Point localization data
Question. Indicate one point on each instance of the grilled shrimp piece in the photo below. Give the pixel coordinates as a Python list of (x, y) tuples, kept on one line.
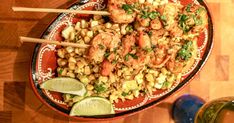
[(145, 22), (100, 44), (107, 68), (170, 12), (119, 15), (128, 42)]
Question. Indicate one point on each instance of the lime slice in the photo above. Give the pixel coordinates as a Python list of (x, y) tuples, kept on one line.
[(91, 106), (64, 85)]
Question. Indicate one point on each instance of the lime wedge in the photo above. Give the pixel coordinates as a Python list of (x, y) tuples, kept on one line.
[(91, 106), (64, 85)]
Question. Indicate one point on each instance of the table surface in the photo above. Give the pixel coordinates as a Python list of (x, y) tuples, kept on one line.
[(18, 104)]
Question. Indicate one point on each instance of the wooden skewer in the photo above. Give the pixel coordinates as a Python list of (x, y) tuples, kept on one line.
[(37, 40), (24, 9)]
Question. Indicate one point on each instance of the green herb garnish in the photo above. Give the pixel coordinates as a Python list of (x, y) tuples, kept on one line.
[(182, 23), (185, 52)]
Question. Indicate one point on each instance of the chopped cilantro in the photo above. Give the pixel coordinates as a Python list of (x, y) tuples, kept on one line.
[(185, 52), (182, 23)]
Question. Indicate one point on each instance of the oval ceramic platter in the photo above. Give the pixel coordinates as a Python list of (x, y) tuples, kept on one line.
[(44, 65)]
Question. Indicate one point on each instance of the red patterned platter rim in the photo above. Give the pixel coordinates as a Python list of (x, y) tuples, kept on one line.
[(43, 65)]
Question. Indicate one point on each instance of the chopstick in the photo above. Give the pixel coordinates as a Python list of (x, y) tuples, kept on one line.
[(37, 40), (25, 9)]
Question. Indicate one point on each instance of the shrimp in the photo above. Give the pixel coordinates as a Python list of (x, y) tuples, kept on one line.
[(119, 15), (145, 22), (128, 42), (156, 35), (144, 40), (100, 44), (140, 58), (107, 68)]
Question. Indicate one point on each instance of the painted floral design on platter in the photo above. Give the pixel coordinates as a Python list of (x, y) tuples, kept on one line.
[(46, 60)]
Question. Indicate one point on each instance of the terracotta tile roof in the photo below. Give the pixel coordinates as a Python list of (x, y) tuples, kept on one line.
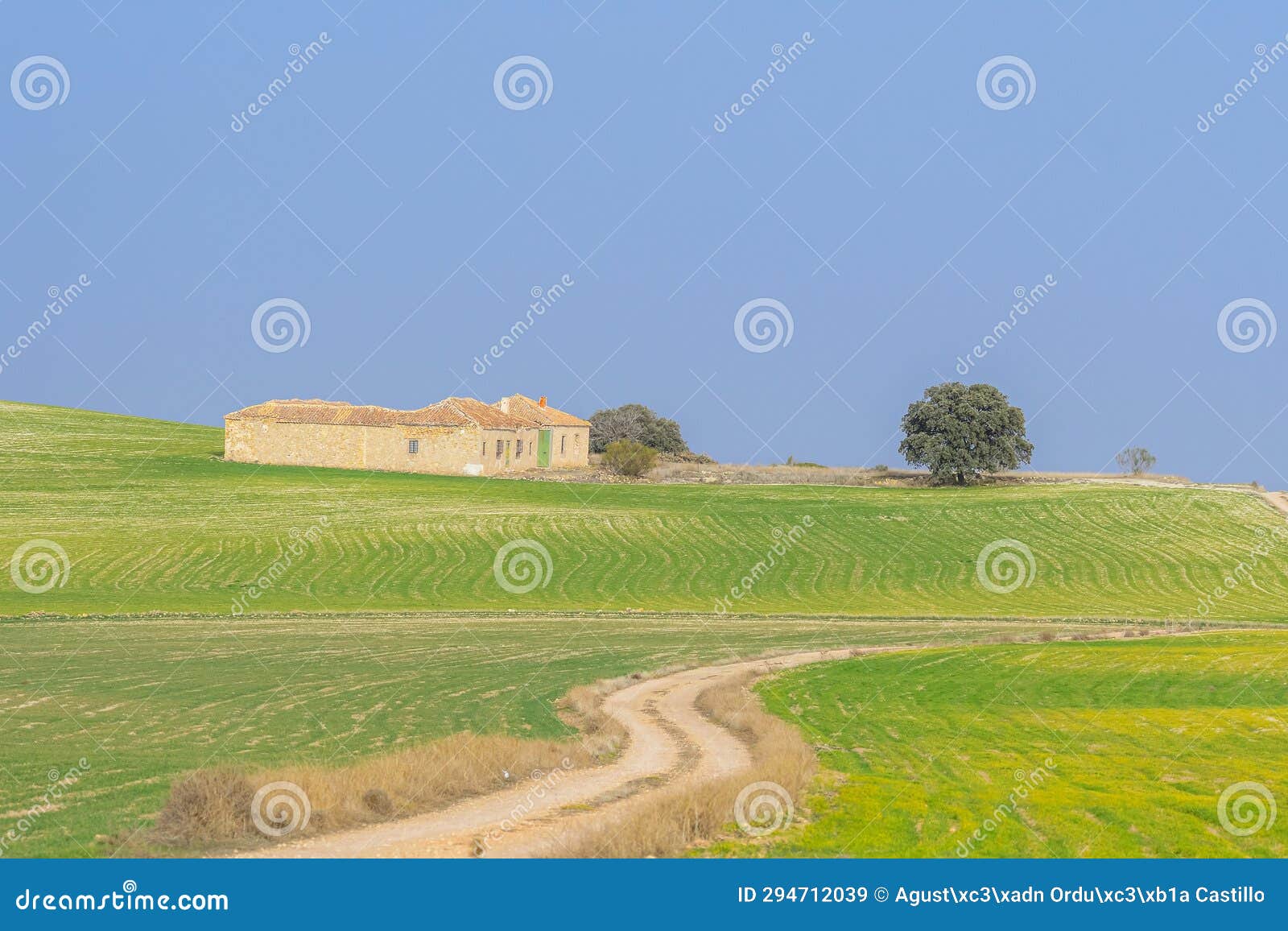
[(523, 407), (489, 416), (452, 412)]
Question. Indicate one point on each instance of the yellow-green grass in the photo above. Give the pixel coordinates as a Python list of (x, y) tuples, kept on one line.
[(151, 519), (145, 701), (1058, 750)]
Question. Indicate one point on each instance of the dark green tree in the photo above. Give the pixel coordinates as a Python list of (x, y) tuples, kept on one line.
[(961, 431), (637, 423)]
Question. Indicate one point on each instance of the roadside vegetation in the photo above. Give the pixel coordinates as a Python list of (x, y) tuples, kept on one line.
[(1060, 750), (351, 705)]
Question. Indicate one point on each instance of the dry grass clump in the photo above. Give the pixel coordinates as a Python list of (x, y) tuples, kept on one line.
[(214, 806), (669, 821), (208, 805)]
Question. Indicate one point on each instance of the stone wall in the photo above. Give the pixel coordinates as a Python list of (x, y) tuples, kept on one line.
[(444, 450), (570, 445)]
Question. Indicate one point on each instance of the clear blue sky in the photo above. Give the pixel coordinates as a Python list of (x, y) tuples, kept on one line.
[(869, 190)]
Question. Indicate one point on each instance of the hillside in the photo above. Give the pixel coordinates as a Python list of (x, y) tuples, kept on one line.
[(152, 520)]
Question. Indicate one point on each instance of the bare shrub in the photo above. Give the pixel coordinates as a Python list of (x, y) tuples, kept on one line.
[(629, 458)]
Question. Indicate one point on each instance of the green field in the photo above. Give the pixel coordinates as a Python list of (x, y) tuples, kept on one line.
[(151, 519), (143, 701), (1122, 750)]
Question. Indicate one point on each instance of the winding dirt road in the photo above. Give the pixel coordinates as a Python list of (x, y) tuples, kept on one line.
[(669, 740)]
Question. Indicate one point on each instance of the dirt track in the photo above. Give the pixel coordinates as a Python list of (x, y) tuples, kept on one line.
[(669, 740)]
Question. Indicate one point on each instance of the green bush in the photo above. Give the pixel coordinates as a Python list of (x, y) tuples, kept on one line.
[(629, 458)]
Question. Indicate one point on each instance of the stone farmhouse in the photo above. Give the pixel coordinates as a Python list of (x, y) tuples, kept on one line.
[(454, 436)]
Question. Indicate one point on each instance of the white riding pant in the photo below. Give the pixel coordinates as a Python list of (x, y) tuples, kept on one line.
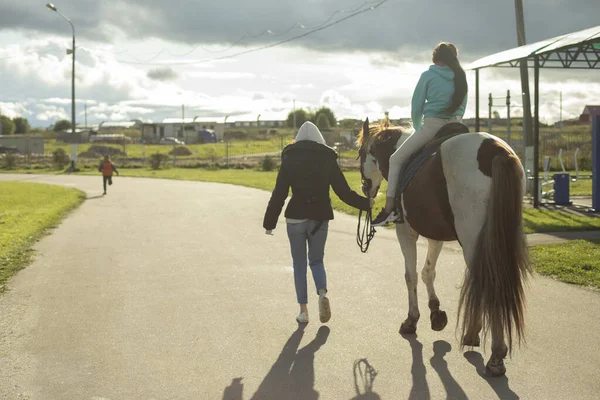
[(414, 143)]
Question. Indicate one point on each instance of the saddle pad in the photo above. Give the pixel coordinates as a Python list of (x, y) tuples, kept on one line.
[(414, 163)]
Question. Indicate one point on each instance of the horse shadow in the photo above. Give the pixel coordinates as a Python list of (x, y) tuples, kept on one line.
[(420, 388), (498, 384), (453, 389), (292, 374), (365, 373)]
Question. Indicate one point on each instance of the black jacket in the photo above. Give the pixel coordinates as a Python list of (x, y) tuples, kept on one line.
[(309, 168)]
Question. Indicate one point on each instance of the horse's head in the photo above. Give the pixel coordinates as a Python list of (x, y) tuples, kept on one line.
[(376, 144), (369, 170)]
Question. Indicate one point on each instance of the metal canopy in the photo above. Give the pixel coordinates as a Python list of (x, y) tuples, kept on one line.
[(577, 50)]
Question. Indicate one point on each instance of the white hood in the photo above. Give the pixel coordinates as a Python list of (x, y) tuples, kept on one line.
[(309, 131)]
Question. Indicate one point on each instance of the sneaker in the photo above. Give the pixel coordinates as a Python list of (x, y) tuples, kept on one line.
[(302, 318), (324, 309), (383, 218)]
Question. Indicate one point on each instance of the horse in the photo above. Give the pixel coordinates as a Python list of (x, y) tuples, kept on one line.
[(470, 188)]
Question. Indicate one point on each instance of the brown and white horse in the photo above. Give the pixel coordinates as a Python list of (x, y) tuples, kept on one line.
[(470, 190)]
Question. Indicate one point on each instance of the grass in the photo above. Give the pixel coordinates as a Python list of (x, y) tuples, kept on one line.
[(577, 262), (540, 220), (28, 210), (209, 150)]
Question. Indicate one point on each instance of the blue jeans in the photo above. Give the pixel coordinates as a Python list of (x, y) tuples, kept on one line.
[(299, 235)]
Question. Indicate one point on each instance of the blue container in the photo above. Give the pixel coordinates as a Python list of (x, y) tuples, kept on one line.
[(561, 189)]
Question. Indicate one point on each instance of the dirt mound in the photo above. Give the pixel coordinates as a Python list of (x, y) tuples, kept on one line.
[(97, 151), (180, 151)]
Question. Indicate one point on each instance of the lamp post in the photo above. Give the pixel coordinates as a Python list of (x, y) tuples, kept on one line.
[(72, 52)]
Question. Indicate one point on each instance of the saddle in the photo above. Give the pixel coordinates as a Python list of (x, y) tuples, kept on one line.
[(417, 159)]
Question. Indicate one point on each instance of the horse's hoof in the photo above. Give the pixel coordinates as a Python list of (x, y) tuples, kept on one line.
[(495, 369), (439, 320), (408, 327), (471, 341)]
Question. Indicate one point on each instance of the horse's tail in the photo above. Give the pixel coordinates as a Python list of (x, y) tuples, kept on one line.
[(493, 290)]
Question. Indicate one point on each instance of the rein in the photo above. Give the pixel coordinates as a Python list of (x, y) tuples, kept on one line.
[(366, 234)]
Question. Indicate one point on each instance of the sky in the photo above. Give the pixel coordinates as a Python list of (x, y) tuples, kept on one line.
[(144, 59)]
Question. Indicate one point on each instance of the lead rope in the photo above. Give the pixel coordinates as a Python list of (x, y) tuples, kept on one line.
[(363, 239)]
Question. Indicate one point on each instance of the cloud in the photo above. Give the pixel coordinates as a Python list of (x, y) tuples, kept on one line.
[(478, 28), (162, 74)]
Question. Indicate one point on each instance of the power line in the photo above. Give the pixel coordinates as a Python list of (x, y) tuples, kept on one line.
[(323, 27)]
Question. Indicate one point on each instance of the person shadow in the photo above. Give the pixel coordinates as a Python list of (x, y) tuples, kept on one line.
[(420, 388), (499, 384), (364, 372), (292, 376), (440, 365)]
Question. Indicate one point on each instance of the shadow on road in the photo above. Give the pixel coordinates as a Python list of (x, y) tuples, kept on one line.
[(235, 390), (293, 373), (420, 389), (365, 373), (453, 389), (499, 384)]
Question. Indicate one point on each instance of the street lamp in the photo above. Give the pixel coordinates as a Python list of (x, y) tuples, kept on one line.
[(72, 52)]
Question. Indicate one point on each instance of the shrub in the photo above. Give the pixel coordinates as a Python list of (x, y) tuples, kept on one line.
[(10, 161), (157, 159), (60, 158), (268, 164)]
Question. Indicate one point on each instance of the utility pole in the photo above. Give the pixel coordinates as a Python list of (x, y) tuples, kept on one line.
[(294, 114), (528, 142), (508, 117)]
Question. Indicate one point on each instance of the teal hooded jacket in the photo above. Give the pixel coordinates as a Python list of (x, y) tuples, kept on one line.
[(433, 95)]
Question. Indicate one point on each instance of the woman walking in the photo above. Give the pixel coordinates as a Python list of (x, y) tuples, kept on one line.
[(310, 168)]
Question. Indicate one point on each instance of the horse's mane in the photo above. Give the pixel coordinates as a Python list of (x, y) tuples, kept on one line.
[(376, 131)]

[Instructions to follow] In the answer, please give only the lines from the line containing "Question. Indicate one point on each instance of the teal" through the final line of the data, copied exactly.

[Reply to the exercise]
Question. Indicate one point on each instance of the teal hooded jacket in the photo above. Give the pixel coordinates as a Python list of (x, y) tuples, kept on one line.
[(433, 95)]
Question. Indicate one point on each instance of the woman walking in the photo above. Give the pixel coordinates as a Python list of (x, y) tuples, kept on one line.
[(310, 168)]
Question. Indicate one point on each instance of the horse's mane in the photo above. Give the pixel coordinates as a Python list of (x, y) tuples, kept on one line.
[(376, 131)]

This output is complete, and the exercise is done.